[Dataset entries]
┄┄┄┄┄┄┄┄┄┄

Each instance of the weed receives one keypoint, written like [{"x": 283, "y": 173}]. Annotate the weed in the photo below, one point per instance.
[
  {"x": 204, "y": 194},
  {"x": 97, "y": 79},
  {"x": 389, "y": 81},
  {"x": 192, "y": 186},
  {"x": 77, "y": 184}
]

┄┄┄┄┄┄┄┄┄┄

OBJECTIVE = Rename "weed" to "seedling" throughout the records above and keep all other text unchanged.

FINAL RESULT =
Each instance of the seedling receives one keypoint, written like [{"x": 283, "y": 173}]. Annotate the seedling in the photo below, one point per instance.
[
  {"x": 204, "y": 194},
  {"x": 97, "y": 79},
  {"x": 389, "y": 81},
  {"x": 192, "y": 186},
  {"x": 77, "y": 184}
]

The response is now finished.